What to do: Only an exact copy of the entries will serve as the answer.

Source material:
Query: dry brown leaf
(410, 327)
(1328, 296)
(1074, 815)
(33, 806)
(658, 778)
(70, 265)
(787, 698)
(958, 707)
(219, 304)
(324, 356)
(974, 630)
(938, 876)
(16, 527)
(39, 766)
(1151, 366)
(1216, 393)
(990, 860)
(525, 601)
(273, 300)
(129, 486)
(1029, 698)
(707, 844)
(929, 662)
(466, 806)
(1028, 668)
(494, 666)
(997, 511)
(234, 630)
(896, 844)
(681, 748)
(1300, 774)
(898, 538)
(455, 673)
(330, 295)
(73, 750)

Problem solution:
Query: dry brown leaf
(410, 327)
(1328, 296)
(1074, 815)
(33, 806)
(658, 778)
(70, 265)
(787, 698)
(958, 707)
(219, 304)
(324, 356)
(974, 630)
(938, 876)
(16, 527)
(39, 766)
(1151, 366)
(1216, 393)
(990, 860)
(525, 601)
(273, 300)
(129, 486)
(1029, 698)
(707, 844)
(929, 662)
(466, 806)
(1028, 668)
(494, 666)
(997, 511)
(234, 630)
(896, 844)
(681, 748)
(1300, 774)
(898, 538)
(455, 673)
(330, 295)
(73, 750)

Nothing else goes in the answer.